* Your assignment
Look through the entries below and report every line that has "cluster".

[Records drawn from a dataset]
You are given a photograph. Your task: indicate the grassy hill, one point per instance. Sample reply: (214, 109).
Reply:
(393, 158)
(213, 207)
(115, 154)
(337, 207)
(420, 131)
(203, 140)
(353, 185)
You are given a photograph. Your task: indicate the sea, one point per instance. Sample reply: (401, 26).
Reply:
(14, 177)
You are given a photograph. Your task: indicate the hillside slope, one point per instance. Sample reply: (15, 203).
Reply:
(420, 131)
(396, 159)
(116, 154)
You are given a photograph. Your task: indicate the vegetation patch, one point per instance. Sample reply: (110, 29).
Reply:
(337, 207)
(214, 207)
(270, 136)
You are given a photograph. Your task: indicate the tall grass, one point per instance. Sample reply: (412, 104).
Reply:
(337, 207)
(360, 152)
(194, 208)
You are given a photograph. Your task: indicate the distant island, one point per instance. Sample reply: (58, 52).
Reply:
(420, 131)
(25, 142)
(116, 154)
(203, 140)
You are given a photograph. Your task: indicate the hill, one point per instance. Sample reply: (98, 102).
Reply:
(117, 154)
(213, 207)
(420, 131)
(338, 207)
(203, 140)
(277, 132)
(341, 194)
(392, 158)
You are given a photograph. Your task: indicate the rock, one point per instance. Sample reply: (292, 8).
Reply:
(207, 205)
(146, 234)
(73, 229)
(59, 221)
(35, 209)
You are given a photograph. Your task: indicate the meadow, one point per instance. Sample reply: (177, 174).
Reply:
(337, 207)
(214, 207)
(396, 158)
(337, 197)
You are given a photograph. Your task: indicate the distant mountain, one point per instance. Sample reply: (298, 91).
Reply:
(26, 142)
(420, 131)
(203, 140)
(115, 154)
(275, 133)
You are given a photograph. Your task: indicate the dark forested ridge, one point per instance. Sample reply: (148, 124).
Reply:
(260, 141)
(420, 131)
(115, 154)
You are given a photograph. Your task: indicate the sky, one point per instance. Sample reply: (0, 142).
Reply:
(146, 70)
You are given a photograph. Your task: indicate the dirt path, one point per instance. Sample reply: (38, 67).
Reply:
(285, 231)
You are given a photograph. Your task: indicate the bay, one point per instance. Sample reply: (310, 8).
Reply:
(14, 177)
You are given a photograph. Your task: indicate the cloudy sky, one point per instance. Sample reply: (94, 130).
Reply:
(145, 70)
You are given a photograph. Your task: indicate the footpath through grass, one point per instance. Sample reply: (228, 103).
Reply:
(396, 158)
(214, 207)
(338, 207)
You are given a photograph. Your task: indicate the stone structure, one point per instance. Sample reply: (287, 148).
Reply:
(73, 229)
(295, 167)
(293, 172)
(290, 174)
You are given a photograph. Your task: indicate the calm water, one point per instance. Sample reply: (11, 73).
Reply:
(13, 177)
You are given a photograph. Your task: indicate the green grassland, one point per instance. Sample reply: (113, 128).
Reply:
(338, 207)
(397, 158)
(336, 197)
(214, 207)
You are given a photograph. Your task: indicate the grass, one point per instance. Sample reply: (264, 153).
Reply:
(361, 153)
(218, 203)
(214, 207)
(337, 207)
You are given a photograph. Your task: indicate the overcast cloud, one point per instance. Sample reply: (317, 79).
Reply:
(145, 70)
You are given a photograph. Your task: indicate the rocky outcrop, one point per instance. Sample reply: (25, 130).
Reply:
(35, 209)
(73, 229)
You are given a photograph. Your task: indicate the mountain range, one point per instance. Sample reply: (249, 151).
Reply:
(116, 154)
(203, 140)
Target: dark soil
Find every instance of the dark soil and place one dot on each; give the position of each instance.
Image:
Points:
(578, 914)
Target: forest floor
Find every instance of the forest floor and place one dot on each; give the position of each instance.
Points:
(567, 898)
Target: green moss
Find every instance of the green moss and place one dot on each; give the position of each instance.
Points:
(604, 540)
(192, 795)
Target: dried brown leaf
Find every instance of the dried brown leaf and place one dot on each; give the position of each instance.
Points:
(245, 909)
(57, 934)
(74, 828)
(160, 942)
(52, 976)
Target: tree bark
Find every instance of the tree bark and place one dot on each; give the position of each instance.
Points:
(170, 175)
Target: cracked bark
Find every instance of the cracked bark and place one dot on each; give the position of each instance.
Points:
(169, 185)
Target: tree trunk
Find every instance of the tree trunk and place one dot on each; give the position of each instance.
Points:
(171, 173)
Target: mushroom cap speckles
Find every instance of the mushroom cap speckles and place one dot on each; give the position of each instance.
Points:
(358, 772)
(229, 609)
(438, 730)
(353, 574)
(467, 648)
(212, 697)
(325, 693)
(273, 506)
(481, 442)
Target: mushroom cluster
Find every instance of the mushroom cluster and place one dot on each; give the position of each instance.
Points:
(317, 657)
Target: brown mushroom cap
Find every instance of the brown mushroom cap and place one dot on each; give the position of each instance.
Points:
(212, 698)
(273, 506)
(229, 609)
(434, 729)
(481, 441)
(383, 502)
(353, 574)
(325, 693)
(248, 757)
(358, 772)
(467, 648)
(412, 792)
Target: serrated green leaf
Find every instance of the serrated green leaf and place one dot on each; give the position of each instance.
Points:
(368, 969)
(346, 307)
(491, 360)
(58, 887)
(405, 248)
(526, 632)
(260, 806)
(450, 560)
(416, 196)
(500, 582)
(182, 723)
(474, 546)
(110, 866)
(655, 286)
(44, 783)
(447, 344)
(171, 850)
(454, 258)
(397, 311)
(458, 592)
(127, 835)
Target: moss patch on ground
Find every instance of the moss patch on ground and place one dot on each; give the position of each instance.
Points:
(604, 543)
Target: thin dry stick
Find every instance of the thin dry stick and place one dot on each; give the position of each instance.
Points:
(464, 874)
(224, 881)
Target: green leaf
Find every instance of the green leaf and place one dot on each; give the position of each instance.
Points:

* Response area
Target: mushroom cluster
Find every instance of the mushroom cluster and place one dot on each; give the position of each instance.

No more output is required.